These functions handle both scalar and array inputs using NumPy's broadcasting capabilities, with special handling to avoid numerical issues with extreme values.

Velocity Profile Calculation

The wind profile calculation has been updated to use MOST instead of the traditional power-law approach:

1. For neutral conditions (L = None, 0, or non-finite):

   • The standard logarithmic profile is used
   • psi_m is set to 0

2. For stable/unstable conditions:

   • Calculate the stability parameter zeta = z/L
   • Compute the stability correction psi_m(zeta)
   • Calculate the friction velocity u_* using the reference wind speed
   • Apply the MOST profile: U(z) = (u_*/κ) * (ln(z/z₀) - psi_m(z/L))

The implementation carefully handles dimension broadcasting to ensure compatibility with FLORIS's multi-dimensional arrays (for multiple flow conditions, turbines, and grid points).

Wind Veer Implementation

Two methods are provided for calculating wind veer:

1. Simple linear veer (when latitude is not provided):

   • Uses the wind_veer parameter as a linear veer rate (degrees per meter)
   • Wind direction change: Δθ = wind_veer * (z - reference_height)

2. Physics-based Coriolis veer (when latitude is provided):

   • Calculates the Coriolis parameter: f = 2 * OMEGA_EARTH * sin(latitude)

### DATA ROWS
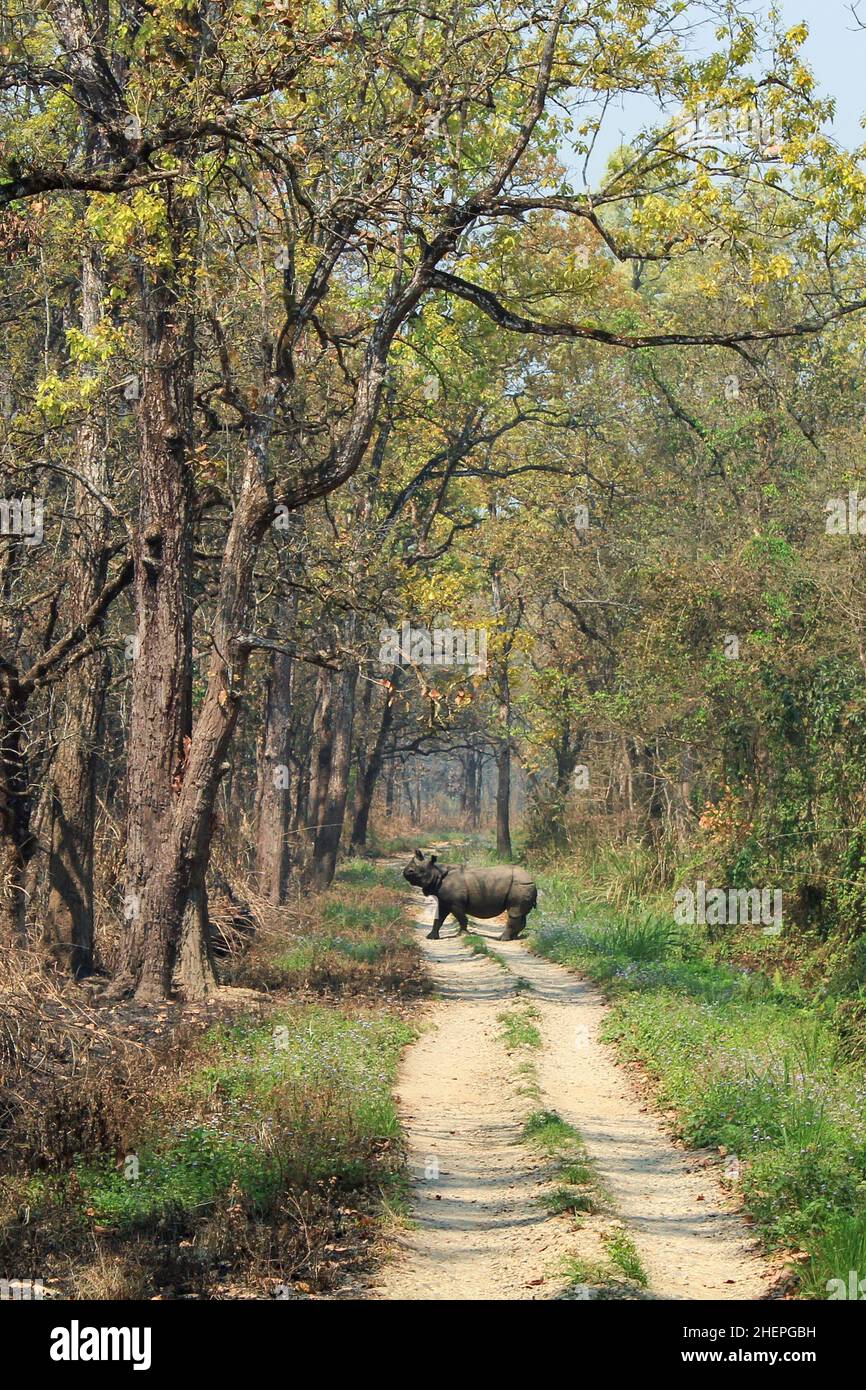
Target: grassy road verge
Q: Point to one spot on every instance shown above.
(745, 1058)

* * *

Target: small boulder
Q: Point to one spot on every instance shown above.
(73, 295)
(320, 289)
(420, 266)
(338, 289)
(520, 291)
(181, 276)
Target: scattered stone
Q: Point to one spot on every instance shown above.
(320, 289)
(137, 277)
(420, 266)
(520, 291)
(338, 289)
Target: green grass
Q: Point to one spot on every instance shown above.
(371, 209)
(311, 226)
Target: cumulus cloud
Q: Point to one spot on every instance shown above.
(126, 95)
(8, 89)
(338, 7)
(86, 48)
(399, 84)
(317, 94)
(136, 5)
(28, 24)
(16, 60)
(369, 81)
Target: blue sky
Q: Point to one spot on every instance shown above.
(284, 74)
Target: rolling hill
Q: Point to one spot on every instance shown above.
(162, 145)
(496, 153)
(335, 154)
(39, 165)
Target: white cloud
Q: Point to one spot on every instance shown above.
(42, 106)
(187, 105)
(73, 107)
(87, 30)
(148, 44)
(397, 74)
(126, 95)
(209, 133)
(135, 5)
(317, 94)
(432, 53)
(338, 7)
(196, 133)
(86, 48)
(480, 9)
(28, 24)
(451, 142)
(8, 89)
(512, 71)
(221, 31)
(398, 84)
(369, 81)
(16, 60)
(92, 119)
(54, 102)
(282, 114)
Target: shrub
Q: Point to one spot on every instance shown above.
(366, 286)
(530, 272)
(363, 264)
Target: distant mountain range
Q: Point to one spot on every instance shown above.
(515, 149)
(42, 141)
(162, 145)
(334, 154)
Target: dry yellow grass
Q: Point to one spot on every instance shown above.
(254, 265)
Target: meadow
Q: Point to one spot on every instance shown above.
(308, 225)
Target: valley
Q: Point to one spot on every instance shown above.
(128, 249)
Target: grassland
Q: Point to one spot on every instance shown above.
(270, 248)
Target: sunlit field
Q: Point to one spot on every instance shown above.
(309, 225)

### LIST OF TASKS
(A) In the passage on wind profiles, what does the simple linear veer method treat the wind_veer parameter as?
(B) Set down the portion of the passage on wind profiles from "1. For neutral" up to and including "(ln(z/z₀) - psi_m(z/L))".
(C) Write the next part of the passage on wind profiles, picking up after its final line.

### RESULTS FOR EACH TASK
(A) A linear veer rate, in degrees per meter.

(B)
1. For neutral conditions (L = None, 0, or non-finite):

   • The standard logarithmic profile is used
   • psi_m is set to 0

2. For stable/unstable conditions:

   • Calculate the stability parameter zeta = z/L
   • Compute the stability correction psi_m(zeta)
   • Calculate the friction velocity u_* using the reference wind speed
   • Apply the MOST profile: U(z) = (u_*/κ) * (ln(z/z₀) - psi_m(z/L))

(C)
   • For neutral conditions:
     • Uses simplified Ekman spiral model
     • Wind direction change: Δθ = 0.7 * (f / (κ * u_*)) * (z - reference_height)
   • For stable/unstable conditions:
     • Adjusts veer based on stability (using phi_m as a factor)
     • Increases veer in stable conditions, decreases in unstable

The wind components are then calculated:

u_component = U_magnitude * cos(delta_theta)
v_component = U_magnitude * sin(delta_theta)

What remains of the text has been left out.